:: Document section ::
>>>>>

What Triggers a Mass Extinction?
Bedding surfaces covered in marine invertebrate fossils from the Late Ordovician (Ellis Bay Formation, Anticosti Island, Québec, Canada). Anticosti Island preserves one of the most fossiliferous and stratigraphically complete records through the Late Ordovician Mass Extinction in North America. Credit: Caltech
The second-largest mass extinction in Earth’s history coincided with a short but intense ice age during which enormous glaciers grew and sea levels dropped. Although it has long been agreed that the so-called Late Ordovician mass extinction—which occurred about 450 million years ago—was related to climate change, exactly how the climate change produced the extinction has not been known. Now, a team led by scientists at the California Institute of Technology (Caltech) has created a framework for weighing the factors that might have led to mass extinction and has used that framework to determine that the majority of extinctions were caused by habitat loss due to falling sea levels and cooling of the tropical oceans.
The work—performed by scientists at Caltech and the University of Wisconsin, Madison—is described in a paper currently online in the early edition of the Proceedings of the National Academy of Sciences.
The researchers combined information from two separate databases to overlay fossil occurrences on the sedimentary rock record of North America around the time of the extinction, an event that wiped out about 75 percent of marine species alive then. At that time, North America was an island continent geologists call Laurentia, located in the tropics.
Comparing the groups of species, or genera, that went extinct during the event with those that survived, the researchers were able to figure out the relative importance of several variables in dictating whether a genus went extinct during a 50-million-year interval around the mass extinction.
"What we did was essentially the same thing you’d do if confronted with a disease epidemic," says Seth Finnegan, postdoctoral scholar at Caltech and lead author of the study. "You ask who is affected and who is unaffected, and that can tell you a lot about what’s causing the epidemic."
As it turns out, the strongest predictive factors of extinction on Laurentia were both the percentage of a genus’s habitat that was lost when the sea level dropped and a genus’s ability to tolerate broader ranges of temperatures. Groups that lost large portions of their habitat as ice sheets grew and sea levels fell, and those that had always been confined to warm tropical waters, were most likely to go extinct as a result of the rapid climate change.

<<<<<

[Extracted records]
>>>>>

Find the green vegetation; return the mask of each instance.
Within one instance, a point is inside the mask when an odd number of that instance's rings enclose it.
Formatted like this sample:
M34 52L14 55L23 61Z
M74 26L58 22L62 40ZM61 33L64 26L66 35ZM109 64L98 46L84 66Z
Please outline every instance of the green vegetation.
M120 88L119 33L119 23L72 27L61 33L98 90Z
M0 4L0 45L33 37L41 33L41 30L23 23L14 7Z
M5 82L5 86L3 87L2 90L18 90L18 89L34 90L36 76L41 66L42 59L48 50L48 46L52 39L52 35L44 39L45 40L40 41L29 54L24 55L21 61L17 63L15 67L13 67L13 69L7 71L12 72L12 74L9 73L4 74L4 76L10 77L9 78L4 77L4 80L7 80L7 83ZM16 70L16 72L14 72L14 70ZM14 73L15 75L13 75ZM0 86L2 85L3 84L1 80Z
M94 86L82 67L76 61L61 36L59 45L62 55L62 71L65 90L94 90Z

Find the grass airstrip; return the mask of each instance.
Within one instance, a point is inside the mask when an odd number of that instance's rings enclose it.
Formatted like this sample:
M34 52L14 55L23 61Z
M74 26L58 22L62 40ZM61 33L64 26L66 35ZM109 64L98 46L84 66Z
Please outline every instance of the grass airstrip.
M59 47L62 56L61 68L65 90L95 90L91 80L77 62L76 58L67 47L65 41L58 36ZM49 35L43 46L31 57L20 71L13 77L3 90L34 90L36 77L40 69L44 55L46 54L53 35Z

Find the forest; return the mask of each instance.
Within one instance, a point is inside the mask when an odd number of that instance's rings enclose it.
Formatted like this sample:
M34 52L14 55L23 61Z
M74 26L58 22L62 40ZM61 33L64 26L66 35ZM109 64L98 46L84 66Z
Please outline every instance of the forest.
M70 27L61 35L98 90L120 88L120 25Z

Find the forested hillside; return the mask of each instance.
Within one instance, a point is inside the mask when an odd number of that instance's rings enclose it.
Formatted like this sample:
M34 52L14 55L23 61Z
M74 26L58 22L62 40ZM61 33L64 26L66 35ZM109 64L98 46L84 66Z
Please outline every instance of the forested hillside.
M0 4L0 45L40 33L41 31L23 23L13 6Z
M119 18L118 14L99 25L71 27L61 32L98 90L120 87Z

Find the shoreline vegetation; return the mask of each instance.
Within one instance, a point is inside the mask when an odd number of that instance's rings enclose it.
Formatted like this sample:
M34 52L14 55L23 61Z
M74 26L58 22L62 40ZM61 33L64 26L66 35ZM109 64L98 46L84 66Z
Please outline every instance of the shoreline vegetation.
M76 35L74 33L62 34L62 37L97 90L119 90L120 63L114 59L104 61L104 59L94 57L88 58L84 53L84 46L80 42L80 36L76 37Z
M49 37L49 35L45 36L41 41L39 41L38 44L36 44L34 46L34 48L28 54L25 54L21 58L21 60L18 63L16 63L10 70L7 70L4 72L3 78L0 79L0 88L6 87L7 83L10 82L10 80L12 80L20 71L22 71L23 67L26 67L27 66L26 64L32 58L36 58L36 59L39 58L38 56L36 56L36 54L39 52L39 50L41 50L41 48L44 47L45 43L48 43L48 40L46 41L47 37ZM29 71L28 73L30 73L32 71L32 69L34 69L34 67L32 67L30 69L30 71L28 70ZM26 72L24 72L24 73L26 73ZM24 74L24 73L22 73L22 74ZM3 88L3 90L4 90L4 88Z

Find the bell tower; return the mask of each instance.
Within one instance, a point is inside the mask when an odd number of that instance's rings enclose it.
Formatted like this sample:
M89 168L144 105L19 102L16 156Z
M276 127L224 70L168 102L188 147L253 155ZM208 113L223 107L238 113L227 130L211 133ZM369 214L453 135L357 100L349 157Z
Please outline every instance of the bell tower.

<<<<<
>>>>>

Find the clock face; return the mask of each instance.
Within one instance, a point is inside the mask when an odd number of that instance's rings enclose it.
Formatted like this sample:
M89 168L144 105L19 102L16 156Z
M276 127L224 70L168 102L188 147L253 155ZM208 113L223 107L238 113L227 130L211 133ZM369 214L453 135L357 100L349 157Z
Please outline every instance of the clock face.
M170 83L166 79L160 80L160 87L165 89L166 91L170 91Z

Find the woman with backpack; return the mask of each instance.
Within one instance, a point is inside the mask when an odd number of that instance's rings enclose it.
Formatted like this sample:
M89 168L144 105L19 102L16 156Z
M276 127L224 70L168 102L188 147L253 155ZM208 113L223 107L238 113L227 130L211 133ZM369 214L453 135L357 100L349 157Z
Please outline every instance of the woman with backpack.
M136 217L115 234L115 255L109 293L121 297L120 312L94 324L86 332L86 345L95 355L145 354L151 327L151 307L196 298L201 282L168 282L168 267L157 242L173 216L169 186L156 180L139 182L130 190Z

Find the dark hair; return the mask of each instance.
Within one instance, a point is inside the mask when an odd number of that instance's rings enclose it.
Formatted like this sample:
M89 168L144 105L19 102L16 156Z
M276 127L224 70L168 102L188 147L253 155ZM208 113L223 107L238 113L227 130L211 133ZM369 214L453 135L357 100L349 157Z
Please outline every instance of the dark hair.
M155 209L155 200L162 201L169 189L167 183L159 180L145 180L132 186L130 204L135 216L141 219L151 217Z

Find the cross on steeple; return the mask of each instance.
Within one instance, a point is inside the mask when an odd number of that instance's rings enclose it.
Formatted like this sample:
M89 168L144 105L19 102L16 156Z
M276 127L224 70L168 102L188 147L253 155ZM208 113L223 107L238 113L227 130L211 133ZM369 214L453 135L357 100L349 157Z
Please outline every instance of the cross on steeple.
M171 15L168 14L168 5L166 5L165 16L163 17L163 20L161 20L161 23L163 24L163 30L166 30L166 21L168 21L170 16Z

<<<<<

:: Exercise instructions ::
A) Set down word for word the part of the mass extinction article that begins at the words "The work—performed by" and stops after "Academy of Sciences.".
B) For each statement below, say yes or no to whether it agrees with the mass extinction article, and quote the deciding words: (i) The Late Ordovician mass extinction wiped out about half of the marine species alive then. (ii) At the time of the extinction, Laurentia was located in the tropics. (iii) Seth Finnegan is described as a professor at the University of Wisconsin, Madison.

:: Solutions per task ::
A)
The work—performed by scientists at Caltech and the University of Wisconsin, Madison—is described in a paper currently online in the early edition of the Proceedings of the National Academy of Sciences.

B)
(i) No: "an event that wiped out about 75 percent of marine species alive then."
(ii) Yes: "North America was an island continent geologists call Laurentia, located in the tropics."
(iii) No: "Seth Finnegan, postdoctoral scholar at Caltech and lead author of the study."